§ **To be done**
A. In the market commentary, which two Dow peaks does the chart line up?
B. Rewrite the part of the market commentary starting at "Before the chart, a" and ending at "they heard back.", replacing "brokers" with "advisers".

Before the chart, a little background:

Once upon a time, a long while ago, I observed during my quest for 'truth' in economics, that the PowersThatBe, the talking heads on the teeve, and the other information sources that actively engage in the programming of humans not to think, had conveniently swept several trillions of dollars that disappeared in the Internet Bubble's bursting (since spring 2000) under the rug.  Surely, it wasn't unnoticed by the thousands of people who called brokers and said "Where is my money?"  "Gone, but hang in there as you're a long term investor!" was about all they heard back.

 

So one of our charts for Peoplenomics subscribers oughta be widely circulated - it shows that if you line up the peak of the Dow in January 2000 with the peak in early September of 1929, we're on a very very close replay track.  Much closer than even the chart shows if you were to back out inflation, and put in the effects of 1929 deflation, but that'd be real work, and I'm sort of lazy if the truth be told.

§ **Entries provided**
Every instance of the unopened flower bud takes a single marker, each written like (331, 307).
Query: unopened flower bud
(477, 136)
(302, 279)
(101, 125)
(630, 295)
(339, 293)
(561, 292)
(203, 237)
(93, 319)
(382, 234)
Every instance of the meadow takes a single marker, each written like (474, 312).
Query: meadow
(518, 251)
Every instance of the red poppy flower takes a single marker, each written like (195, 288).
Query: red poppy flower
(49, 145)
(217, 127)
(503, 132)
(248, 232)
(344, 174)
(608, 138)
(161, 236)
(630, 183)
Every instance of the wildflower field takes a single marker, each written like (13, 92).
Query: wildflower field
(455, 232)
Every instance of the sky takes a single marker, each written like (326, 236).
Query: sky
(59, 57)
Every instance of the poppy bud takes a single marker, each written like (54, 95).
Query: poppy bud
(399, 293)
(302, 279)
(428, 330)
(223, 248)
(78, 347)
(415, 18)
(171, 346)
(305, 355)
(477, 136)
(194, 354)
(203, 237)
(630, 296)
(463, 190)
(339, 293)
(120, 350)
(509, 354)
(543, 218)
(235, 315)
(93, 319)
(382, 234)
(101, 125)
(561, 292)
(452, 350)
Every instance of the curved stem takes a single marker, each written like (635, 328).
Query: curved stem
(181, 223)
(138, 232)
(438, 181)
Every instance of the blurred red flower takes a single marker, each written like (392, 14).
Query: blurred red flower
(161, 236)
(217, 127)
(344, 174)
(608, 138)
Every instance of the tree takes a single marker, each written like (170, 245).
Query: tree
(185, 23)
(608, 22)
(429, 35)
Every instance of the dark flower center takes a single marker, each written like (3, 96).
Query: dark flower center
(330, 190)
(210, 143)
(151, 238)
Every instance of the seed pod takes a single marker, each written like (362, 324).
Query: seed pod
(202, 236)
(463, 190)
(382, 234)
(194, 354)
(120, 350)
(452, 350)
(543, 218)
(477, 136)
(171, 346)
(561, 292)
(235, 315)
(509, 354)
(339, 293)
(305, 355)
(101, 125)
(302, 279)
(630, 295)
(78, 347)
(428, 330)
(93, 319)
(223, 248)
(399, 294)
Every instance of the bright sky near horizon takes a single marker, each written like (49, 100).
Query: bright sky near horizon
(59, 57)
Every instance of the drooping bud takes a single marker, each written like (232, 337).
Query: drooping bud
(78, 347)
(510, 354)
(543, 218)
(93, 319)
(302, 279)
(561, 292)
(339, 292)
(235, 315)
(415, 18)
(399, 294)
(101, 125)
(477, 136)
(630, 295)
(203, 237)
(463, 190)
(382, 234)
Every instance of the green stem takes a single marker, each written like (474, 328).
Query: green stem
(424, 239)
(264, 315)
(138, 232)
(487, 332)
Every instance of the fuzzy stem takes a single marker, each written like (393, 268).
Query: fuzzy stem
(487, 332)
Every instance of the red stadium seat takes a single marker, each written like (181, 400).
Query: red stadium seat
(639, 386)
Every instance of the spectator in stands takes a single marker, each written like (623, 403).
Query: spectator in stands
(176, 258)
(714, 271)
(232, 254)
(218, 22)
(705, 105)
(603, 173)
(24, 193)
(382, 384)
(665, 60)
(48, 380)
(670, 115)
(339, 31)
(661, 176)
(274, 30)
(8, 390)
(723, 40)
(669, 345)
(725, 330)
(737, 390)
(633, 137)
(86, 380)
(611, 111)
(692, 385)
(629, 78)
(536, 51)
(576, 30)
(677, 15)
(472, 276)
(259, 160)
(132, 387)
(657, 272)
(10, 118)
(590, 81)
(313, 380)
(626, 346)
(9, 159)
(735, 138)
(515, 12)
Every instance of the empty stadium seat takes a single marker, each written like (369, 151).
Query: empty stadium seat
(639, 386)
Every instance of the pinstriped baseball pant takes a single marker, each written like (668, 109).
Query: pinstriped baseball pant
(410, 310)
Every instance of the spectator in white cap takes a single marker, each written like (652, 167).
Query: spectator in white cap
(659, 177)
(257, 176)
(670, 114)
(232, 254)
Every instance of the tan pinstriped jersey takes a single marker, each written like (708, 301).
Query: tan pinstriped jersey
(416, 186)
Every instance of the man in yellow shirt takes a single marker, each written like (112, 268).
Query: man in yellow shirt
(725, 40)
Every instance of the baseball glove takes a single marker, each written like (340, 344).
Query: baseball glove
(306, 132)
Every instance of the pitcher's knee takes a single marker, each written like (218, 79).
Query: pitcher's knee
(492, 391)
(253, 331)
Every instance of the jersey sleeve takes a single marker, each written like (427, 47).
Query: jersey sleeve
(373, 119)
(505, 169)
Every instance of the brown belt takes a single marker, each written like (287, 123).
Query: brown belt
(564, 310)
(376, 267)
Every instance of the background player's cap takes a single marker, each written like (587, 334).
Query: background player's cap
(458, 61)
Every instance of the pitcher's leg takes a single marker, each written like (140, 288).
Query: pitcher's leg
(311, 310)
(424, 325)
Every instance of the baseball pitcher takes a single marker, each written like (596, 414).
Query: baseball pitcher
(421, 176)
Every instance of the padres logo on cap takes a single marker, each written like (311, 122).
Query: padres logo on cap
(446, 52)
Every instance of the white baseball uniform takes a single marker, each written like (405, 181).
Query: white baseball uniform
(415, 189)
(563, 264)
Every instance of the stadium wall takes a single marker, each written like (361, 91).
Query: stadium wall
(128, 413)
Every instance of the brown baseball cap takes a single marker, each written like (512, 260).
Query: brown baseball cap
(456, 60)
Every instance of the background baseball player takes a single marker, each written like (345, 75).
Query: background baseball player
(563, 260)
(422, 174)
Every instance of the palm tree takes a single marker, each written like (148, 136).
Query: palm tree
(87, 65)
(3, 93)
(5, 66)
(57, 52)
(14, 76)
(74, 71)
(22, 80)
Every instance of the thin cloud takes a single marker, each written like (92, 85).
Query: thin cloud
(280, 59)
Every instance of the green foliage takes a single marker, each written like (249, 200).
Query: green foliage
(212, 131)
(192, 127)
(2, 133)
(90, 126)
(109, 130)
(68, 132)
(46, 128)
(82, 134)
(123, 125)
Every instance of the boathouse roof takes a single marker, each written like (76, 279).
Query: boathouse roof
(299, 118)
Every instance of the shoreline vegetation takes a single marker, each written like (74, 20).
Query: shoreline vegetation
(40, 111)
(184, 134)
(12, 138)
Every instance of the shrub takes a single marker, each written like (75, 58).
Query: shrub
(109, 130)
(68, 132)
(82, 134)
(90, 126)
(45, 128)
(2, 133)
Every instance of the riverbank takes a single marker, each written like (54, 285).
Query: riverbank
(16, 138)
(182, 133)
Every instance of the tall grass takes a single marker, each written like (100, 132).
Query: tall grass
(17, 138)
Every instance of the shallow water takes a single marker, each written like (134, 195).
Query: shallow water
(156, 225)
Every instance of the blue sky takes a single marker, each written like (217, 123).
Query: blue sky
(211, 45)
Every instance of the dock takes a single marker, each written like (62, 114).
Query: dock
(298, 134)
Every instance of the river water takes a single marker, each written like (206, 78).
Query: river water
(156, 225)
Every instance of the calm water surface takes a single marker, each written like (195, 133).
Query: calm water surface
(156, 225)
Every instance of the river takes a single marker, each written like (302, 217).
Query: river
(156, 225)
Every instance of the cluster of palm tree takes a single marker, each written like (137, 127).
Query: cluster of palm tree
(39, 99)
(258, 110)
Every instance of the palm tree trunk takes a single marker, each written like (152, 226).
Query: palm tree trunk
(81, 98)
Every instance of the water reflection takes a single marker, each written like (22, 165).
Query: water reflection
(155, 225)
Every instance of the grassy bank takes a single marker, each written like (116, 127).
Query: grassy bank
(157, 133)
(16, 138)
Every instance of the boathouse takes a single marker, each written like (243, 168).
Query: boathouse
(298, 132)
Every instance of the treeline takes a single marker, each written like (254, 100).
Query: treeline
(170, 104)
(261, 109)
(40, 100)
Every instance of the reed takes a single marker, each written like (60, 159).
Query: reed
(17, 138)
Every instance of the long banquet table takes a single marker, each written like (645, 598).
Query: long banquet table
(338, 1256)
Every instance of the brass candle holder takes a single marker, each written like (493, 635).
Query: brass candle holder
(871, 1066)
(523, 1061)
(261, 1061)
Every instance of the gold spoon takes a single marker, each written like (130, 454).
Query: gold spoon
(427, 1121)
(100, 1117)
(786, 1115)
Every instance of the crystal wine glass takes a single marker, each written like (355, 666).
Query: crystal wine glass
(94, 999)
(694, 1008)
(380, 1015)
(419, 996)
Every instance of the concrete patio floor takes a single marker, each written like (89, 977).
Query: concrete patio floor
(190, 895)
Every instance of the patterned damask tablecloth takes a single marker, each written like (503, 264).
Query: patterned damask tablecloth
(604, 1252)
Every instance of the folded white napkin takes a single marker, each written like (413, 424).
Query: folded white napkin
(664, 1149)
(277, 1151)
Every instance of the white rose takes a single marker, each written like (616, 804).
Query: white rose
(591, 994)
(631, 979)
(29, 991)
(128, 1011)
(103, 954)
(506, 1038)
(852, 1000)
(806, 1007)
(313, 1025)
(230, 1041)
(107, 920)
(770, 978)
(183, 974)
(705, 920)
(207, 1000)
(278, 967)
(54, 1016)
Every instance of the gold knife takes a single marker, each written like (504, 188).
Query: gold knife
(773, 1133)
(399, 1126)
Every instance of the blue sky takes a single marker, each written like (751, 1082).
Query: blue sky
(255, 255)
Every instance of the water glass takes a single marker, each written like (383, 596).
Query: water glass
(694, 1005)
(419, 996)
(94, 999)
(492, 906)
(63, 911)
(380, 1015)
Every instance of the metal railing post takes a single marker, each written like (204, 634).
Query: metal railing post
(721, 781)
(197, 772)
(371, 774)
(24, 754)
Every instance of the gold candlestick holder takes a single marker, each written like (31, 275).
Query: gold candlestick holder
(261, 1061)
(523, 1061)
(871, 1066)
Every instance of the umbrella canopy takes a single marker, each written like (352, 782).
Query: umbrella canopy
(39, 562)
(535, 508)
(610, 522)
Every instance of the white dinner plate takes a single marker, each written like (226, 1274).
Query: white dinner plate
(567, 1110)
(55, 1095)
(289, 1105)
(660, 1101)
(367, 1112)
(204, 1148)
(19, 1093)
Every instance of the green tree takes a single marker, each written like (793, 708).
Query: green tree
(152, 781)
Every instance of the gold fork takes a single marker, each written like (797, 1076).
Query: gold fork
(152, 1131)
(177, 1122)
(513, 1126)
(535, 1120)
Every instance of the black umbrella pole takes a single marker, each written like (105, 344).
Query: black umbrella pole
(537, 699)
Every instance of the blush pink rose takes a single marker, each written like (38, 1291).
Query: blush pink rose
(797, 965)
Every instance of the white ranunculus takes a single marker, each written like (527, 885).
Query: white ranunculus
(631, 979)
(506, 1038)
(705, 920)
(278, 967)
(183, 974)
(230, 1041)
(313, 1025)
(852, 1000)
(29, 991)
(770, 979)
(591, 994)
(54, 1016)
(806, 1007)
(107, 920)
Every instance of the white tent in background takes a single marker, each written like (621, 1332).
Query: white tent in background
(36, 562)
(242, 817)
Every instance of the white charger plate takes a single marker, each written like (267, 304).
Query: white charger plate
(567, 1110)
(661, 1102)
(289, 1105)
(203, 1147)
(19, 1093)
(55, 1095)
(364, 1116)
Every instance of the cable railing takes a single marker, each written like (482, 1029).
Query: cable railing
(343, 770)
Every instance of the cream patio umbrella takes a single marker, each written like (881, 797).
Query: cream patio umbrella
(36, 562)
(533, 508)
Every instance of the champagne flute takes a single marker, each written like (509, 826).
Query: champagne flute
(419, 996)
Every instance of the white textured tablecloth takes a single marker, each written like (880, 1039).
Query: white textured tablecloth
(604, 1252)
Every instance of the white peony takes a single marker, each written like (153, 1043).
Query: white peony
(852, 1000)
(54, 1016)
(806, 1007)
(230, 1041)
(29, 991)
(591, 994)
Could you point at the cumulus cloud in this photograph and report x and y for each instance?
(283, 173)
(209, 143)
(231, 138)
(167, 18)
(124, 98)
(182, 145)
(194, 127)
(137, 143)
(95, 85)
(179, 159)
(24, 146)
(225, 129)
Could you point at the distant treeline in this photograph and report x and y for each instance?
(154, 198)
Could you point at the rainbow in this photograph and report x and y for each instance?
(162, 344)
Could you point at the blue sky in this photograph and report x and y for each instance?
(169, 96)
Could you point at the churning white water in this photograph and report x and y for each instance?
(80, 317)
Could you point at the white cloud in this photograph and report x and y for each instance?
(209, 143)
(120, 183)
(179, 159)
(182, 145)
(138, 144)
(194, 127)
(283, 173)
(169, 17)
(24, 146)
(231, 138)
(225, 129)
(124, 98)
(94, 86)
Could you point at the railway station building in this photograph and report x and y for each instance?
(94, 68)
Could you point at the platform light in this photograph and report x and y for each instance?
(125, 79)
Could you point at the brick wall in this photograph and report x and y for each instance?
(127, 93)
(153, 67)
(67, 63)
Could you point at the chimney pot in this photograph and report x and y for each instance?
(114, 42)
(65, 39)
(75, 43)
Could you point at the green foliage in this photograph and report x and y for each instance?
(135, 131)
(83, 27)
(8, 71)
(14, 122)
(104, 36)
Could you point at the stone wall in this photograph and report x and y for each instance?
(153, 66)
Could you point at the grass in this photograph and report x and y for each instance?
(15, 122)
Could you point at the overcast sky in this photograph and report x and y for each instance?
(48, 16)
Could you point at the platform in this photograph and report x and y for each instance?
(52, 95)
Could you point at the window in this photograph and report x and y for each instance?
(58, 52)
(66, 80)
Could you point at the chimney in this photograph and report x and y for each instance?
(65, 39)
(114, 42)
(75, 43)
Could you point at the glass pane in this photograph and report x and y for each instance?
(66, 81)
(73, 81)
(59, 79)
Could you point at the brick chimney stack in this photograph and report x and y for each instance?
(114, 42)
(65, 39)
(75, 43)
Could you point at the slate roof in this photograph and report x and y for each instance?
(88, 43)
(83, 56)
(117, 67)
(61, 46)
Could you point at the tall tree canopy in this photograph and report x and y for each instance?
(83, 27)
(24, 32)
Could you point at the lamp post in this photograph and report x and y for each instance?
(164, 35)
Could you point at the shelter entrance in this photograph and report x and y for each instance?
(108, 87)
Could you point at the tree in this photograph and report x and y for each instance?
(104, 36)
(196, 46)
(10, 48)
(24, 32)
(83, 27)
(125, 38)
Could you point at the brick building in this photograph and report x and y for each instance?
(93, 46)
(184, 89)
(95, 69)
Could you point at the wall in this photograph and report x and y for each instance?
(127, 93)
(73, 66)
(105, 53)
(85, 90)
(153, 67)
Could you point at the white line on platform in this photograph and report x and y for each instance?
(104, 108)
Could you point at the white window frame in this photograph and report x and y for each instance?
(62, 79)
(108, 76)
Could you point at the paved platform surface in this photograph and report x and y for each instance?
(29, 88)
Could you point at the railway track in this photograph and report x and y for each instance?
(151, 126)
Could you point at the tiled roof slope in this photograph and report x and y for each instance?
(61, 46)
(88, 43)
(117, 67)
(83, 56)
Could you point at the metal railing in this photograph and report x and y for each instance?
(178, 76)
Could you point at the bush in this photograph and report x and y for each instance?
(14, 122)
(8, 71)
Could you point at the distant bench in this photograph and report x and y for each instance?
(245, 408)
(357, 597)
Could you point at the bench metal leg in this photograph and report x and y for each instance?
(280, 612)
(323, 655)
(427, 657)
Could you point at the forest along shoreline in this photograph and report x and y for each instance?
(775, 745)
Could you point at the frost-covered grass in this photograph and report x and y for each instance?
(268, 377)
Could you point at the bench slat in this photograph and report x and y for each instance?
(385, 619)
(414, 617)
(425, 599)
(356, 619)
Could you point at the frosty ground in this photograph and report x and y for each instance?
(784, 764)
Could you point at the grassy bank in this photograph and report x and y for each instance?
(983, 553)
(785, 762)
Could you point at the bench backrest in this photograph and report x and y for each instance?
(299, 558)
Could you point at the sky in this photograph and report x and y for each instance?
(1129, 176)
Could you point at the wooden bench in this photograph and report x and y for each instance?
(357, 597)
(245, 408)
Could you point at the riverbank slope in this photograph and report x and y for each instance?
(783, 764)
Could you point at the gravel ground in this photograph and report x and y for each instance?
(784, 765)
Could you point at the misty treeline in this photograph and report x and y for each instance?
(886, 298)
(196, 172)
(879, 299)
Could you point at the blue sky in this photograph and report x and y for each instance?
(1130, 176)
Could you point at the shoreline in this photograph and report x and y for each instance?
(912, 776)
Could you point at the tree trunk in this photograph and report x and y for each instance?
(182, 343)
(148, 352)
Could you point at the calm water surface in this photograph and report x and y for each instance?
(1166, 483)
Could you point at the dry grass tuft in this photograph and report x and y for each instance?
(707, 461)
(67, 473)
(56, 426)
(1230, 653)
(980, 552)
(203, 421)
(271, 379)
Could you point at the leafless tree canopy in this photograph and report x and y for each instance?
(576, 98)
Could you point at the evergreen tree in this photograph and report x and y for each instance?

§ **Responses to the tasks**
A. The peak of the Dow in January 2000 and the peak in early September 1929.

B.
Before the chart, a little background:

Once upon a time, a long while ago, I observed during my quest for 'truth' in economics, that the PowersThatBe, the talking heads on the teeve, and the other information sources that actively engage in the programming of humans not to think, had conveniently swept several trillions of dollars that disappeared in the Internet Bubble's bursting (since spring 2000) under the rug.  Surely, it wasn't unnoticed by the thousands of people who called advisers and said "Where is my money?"  "Gone, but hang in there as you're a long term investor!" was about all they heard back.